- _Instructions for the task_
Copy each entry as written.

(Data for the task begins)

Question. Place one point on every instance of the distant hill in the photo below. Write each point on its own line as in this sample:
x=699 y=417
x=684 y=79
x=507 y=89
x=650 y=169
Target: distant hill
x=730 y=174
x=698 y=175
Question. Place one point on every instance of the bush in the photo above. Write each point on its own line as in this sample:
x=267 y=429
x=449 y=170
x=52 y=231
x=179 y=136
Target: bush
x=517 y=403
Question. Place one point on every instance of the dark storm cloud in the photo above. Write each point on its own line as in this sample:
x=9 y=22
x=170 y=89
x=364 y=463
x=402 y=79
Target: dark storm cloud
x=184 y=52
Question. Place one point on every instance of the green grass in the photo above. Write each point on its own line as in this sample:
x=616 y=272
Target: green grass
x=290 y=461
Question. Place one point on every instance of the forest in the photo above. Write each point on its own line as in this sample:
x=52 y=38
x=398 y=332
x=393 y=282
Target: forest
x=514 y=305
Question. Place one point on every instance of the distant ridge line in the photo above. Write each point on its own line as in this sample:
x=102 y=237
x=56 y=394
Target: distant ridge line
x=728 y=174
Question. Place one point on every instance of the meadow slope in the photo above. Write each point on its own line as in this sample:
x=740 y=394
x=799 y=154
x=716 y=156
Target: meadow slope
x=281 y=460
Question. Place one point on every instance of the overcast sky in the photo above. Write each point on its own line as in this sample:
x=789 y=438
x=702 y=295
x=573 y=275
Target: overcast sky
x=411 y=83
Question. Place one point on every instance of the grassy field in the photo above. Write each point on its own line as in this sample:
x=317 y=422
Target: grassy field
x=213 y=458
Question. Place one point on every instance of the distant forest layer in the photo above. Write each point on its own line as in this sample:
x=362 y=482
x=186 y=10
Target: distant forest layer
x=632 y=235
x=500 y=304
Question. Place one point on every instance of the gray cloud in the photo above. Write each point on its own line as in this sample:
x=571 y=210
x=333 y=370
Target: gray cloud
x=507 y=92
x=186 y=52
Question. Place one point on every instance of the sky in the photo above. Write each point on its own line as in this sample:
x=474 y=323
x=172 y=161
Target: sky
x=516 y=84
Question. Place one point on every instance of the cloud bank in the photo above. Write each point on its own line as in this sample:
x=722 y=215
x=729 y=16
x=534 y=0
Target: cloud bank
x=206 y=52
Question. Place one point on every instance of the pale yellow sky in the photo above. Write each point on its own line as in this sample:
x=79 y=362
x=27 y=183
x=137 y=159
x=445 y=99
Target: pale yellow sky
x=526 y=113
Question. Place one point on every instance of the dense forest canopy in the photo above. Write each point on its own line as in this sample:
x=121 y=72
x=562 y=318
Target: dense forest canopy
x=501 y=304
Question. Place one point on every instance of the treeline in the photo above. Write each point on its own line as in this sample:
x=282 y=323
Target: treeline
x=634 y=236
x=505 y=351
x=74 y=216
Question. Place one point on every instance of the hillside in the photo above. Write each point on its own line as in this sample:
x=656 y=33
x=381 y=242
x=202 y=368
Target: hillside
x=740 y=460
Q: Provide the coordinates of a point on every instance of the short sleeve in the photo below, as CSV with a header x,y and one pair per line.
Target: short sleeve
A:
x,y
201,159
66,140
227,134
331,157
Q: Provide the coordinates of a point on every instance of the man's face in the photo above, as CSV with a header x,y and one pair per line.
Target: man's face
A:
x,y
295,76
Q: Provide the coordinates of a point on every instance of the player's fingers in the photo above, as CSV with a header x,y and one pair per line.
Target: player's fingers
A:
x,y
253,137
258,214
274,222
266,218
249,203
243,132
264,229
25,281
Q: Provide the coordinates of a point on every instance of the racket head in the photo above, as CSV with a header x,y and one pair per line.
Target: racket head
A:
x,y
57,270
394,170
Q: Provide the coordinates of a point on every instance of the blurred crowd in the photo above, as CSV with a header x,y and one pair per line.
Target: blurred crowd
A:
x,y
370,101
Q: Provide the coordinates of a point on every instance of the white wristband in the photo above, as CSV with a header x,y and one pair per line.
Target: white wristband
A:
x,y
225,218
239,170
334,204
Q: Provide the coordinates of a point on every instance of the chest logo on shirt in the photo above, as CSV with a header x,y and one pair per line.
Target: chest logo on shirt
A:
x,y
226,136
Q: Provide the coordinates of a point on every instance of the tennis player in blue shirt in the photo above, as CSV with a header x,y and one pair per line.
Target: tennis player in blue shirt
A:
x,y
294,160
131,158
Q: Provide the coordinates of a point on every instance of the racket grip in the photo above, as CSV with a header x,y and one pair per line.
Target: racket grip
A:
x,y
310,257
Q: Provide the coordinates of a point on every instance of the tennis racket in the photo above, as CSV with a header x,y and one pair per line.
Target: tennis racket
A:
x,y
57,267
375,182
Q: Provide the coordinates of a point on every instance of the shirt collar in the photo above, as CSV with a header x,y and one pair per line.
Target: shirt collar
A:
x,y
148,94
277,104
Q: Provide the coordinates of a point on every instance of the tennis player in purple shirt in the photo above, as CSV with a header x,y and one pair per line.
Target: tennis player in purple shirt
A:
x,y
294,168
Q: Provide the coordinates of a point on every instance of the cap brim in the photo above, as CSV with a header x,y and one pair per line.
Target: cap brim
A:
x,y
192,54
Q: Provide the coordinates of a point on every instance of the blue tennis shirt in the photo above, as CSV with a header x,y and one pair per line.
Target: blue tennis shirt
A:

(Data for the task ends)

- _Answer box_
Question. Place one point on every instance of the distant hill in the photo below. Write each point on its own line as in this sample:
x=699 y=417
x=684 y=79
x=507 y=89
x=650 y=169
Target: distant hill
x=730 y=174
x=698 y=175
Question. Place one point on every instance of the bush in the photo above. Write each point on its own line as in this sample:
x=267 y=429
x=449 y=170
x=52 y=231
x=179 y=136
Target: bush
x=517 y=403
Question. Place one point on every instance of the dark storm cloud in the photo above. Write each point on its own line as in this sample:
x=9 y=22
x=170 y=89
x=364 y=463
x=402 y=79
Target: dark storm cloud
x=184 y=52
Question. Place one point on every instance of the green grass in the photo above. Write each point on its own line as in this sample:
x=616 y=272
Target: green grass
x=290 y=461
Question. Place one point on every instance of the forest in the photo above. Write each point on its own line as in this sample:
x=52 y=38
x=398 y=332
x=393 y=282
Target: forest
x=514 y=305
Question. Place one point on every instance of the distant ridge line in the photo above. Write each point on its own line as in this sample:
x=102 y=237
x=56 y=394
Target: distant ridge line
x=728 y=174
Question. Place one point on every instance of the meadow slope in the photo above. Write each point on its own line as in this sample:
x=740 y=394
x=799 y=154
x=716 y=156
Target: meadow slope
x=281 y=460
Question. Place one point on every instance of the overcast sky in the photo above. Write each point on its own line as in this sample:
x=789 y=438
x=702 y=295
x=573 y=275
Target: overcast sky
x=411 y=83
Question. Place one point on every instance of the grassy field in the photo above. Write each point on its own line as in this sample:
x=317 y=422
Target: grassy field
x=213 y=458
Question. Place one point on every instance of the distant forest layer in the photo above. Write each point on its own line as in this sample:
x=362 y=482
x=186 y=10
Target: distant forest layer
x=632 y=235
x=500 y=304
Question. Place one point on every instance of the gray cloud in the photo above. Write each point on its own line as in this sample:
x=571 y=210
x=333 y=370
Target: gray cloud
x=507 y=92
x=186 y=52
Question. Place one point on every instance of the sky in the photo above. Write each point on its own line as in this sample:
x=474 y=323
x=172 y=161
Target: sky
x=516 y=84
Question. Place one point on every instance of the cloud bank in the photo above. Write each point on its own line as in this sample:
x=722 y=215
x=729 y=16
x=534 y=0
Target: cloud bank
x=206 y=52
Question. Place one point on every instance of the pale yellow sky in the photo above. Write each point on its own line as in this sample:
x=79 y=362
x=27 y=183
x=137 y=159
x=445 y=99
Target: pale yellow sky
x=526 y=113
Question. Place one point on every instance of the dense forest canopy in the photo above. Write each point on its own line as in this sample:
x=121 y=72
x=562 y=318
Target: dense forest canopy
x=501 y=304
Question. Place one point on every instance of the treeline in the photo above. Write each point on its own line as in this sample:
x=282 y=323
Target: treeline
x=634 y=236
x=505 y=351
x=74 y=216
Question. Place one point on every instance of the hillside in the photo above. Write each point on its own line as in this sample:
x=656 y=33
x=381 y=242
x=202 y=368
Target: hillside
x=740 y=460
Q: Provide the coordinates of a point on every instance of the short sleeve in the photo below, as CSV with a header x,y and one pair per line.
Target: short sleeve
A:
x,y
201,159
66,140
227,134
331,157
Q: Provide the coordinates of a point on every instance of the man's face in the photo above, as CSV with a header x,y and one pair per line.
Target: man's face
A:
x,y
295,76
Q: Provide the coordinates of a point on every instance of the player's fingers in the photo above, as CSV with a header x,y and one pair per line.
Target: player's fingers
A:
x,y
253,137
258,214
274,222
266,218
249,203
243,132
264,229
25,281
Q: Provide the coordinates of a point on every instance of the racket head in the photo above, as CSV with a header x,y and one pair per line.
Target: racket head
A:
x,y
57,270
394,170
Q: Provide the coordinates of a point on every instance of the blurred crowd in the photo above, as CSV with a header x,y and one pair per line.
Target: blurred crowd
A:
x,y
370,101
Q: Provide the coordinates of a point on every instance of the white wristband in the photo above, as CSV with a header x,y and one pair per line.
Target: white wristband
A:
x,y
225,218
239,170
334,204
Q: Provide the coordinates of a point on every instance of the chest logo on shirt in the photo above, as CSV with a header x,y and one pair per line.
Target: chest logo on shirt
A:
x,y
226,136
Q: Provide the coordinates of a point on every instance of the tennis player in blue shirt in the photo above, as CSV with a header x,y and one pair per line.
Target: tennis player in blue shirt
A:
x,y
294,160
131,158
Q: Provide the coordinates of a point on every instance of the racket grip in the photo above, as CSV with a header x,y and one pair per line.
Target: racket grip
A:
x,y
310,257
Q: Provide the coordinates of a point on every instance of the tennis racket in the photo above, as CSV with a header x,y and one pair per line.
Target: tennis racket
A:
x,y
57,267
375,182
Q: Provide the coordinates of a point on every instance of the shirt collar in the photo above, as CSV with a header x,y and one pair per line.
Target: shirt collar
A:
x,y
148,94
277,104
Q: Provide the coordinates of a point on every instance of the tennis player in purple shirt in the photo above, as CSV with a header x,y and one pair per line.
Target: tennis player in purple shirt
A:
x,y
294,168
Q: Provide the coordinates of a point on every instance of the cap brim in the photo above, as CSV with a header x,y and one pair per line.
Target: cap brim
A:
x,y
192,54
Q: Provide the coordinates of a point on every instance of the blue tennis shirt in the photo above, as CSV with a header x,y and one pair per line.
Target: blue tennis shirt
A:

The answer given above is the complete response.